STUDY TEXT =
====
The South African government's recent introduction of two new childhood vaccines has slashed the number of cases of life-threatening pneumonia and rotavirus, yet these successes have been barely acknowledged, says Minister of Health Aaron Motsoaledi. Business Day reports that delivering his budget speech to Parliament, Motsoaledi said there had been a 70% decline in potentially deadly pneumonia in children under the age of five, and a 66% decline in children under the age of two admitted to hospital with rotavirus-caused diarrhoea.
The minister lamented the media and politicians’ lack of interest in his department's programmes for preventing diseases, complaining that curing disease was regarded as a nobler scientific feat than preventing illness. The public discourse placed too much attention on events in hospitals and clinics, he said. "Any one negative event that takes place there is almost immediately regarded as the collapse of the health system," he said.
The government had budgeted R450m a year for pneumococcal vaccines and R200m a year for a vaccine offering protection against rotavirus. These shots, along with the provision of HIV/Aids treatment, had contributed to a significant improvement in SA’s childhood mortality rate, he said.
====
SUPPLIED ENTRIES =
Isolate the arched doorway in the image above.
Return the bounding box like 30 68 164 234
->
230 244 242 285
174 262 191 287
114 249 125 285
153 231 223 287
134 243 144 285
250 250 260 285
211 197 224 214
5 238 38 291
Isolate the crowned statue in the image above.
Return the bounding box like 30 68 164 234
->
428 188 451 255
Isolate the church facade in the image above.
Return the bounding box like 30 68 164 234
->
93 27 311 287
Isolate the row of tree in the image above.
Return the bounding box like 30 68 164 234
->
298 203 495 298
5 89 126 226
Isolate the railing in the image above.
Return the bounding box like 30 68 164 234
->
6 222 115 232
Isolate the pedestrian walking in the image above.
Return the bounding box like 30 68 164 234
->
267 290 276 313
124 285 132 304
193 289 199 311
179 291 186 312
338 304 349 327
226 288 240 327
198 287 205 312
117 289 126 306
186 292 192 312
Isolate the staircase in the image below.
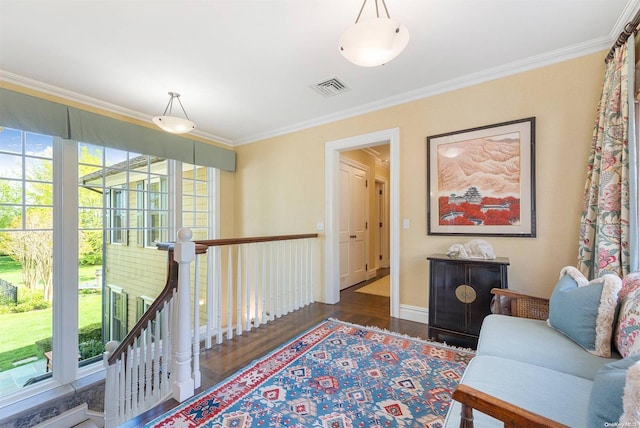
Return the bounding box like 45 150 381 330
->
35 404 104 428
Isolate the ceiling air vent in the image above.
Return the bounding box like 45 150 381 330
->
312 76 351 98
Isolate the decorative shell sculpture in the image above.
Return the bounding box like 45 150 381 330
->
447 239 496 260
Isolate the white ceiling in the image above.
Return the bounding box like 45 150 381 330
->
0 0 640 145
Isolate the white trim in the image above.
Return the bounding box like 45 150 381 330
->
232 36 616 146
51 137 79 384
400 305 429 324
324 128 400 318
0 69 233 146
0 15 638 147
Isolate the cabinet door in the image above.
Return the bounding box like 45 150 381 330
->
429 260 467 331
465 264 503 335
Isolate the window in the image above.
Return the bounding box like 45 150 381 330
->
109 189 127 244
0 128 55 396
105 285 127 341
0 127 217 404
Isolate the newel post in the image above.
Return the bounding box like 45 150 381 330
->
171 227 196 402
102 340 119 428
====
INSTRUCTIONS TO FOLLOW =
Write out, word for word, the portion of the article on South Africa's childhood vaccines that runs from "The government had" up to and including "rate, he said.".

TASK RESULT =
The government had budgeted R450m a year for pneumococcal vaccines and R200m a year for a vaccine offering protection against rotavirus. These shots, along with the provision of HIV/Aids treatment, had contributed to a significant improvement in SA’s childhood mortality rate, he said.